=== Texto ===
>>>

Sí, las generalizaciones pueden resultar odiosas, pero lo cierto es que difícilmente uno pueda encontrarse a personas más estrechas de mentes, superficiales, ingenuas e intolerantes que quienes se jactan de su ateísmo recalcitrante y militante. Lo gracioso de estos personajes es que dicen no creer en nada pero hacen de ello una religión. Creen en la no creencia y vuelcan su fe en la no existencia de Dios. Esa es una actitud hipócrita ante la vida, sin lugar a duda, pues no se permite a sí misma afirmar la obviedad de que los hombres, en tanto que seres espirituales, necesitamos creer en algo para mantenernos en camino y sorteando las pruebas que nos presenta la vida.

<<<

=== Información mostrada ===
>>>

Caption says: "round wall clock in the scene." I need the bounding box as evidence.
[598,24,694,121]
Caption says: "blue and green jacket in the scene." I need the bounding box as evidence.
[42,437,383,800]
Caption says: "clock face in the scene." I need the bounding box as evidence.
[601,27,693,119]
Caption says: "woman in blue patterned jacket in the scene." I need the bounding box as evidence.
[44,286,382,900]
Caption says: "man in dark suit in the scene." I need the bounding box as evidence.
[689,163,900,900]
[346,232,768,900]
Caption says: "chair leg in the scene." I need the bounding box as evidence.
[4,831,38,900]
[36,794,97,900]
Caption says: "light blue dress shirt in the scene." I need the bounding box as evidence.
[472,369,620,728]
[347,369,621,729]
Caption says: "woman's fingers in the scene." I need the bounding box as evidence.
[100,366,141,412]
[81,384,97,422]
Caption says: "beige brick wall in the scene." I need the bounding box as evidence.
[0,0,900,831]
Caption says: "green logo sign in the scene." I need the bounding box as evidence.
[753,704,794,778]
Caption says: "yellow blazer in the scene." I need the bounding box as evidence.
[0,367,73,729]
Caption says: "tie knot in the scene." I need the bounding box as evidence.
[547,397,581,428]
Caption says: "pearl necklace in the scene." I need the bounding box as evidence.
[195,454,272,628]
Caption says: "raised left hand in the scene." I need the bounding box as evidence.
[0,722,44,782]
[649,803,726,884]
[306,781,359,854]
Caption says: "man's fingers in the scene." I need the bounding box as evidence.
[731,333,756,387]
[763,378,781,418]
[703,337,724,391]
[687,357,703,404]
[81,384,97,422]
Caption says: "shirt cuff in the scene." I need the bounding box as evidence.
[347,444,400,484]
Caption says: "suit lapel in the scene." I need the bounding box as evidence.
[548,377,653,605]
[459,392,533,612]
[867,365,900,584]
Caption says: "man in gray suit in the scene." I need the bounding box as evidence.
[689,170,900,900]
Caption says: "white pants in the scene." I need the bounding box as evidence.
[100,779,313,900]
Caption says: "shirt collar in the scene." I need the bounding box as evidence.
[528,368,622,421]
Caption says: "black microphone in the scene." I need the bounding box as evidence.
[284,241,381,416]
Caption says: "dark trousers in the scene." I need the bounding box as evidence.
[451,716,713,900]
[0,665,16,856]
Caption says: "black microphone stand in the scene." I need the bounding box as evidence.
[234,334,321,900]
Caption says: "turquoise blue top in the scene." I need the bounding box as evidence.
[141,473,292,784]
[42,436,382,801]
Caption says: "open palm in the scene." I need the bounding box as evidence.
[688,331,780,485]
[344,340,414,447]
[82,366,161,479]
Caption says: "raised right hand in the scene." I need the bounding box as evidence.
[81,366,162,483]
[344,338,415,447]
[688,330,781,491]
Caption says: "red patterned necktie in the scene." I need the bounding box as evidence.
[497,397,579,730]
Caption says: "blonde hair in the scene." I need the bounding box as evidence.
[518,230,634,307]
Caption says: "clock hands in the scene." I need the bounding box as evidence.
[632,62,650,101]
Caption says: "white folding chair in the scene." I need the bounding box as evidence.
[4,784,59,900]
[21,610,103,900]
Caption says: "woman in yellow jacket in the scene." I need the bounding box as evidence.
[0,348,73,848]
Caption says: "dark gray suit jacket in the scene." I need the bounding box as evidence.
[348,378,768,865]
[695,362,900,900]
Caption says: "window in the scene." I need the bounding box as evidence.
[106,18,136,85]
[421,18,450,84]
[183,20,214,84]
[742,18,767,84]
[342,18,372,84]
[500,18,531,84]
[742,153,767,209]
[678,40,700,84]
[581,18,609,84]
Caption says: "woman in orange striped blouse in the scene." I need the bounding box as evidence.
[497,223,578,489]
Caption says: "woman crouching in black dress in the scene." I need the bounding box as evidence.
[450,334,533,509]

<<<

=== Tus tareas ===
(1) Indica si cada afirmación coincide con el texto sobre el ateísmo militante y responde sí o no, citando las palabras del texto que lo deciden: (a) los ateos militantes convierten su no creencia en una religión; (b) las generalizaciones nunca resultan odiosas; (c) los hombres necesitan creer en algo para mantenerse en camino.
(2) Prolonga el texto sobre el ateísmo militante a partir de su última oración.

=== Respuestas por tarea ===
(1)
(a) Sí: «dicen no creer en nada pero hacen de ello una religión».
(b) No: «las generalizaciones pueden resultar odiosas».
(c) Sí: «necesitamos creer en algo para mantenernos en camino».

(2)
Pero lo peor de todo es que por regla general el ateo evangélico niega a Dios para colocarse a sí mismo en su lugar. Se siente acreedor de la verdad universal, desea imponer a todo el mundo su moral, abolir las religiones y reemplazarlas por sus dictados. Cree que todos son estúpidos menos él y que los principios éticos y reglas morales perseguidos por las sociedades humanas desde los inicios de la civilización, desde que hemos sido capaces de sistematizar en reglas los comportamientos considerados ideales para la armoniosa convivencia entre los hombres, reglas cimentadas en última instancia en la existencia de Dios, son pura cháchara para viejas supersticiosas.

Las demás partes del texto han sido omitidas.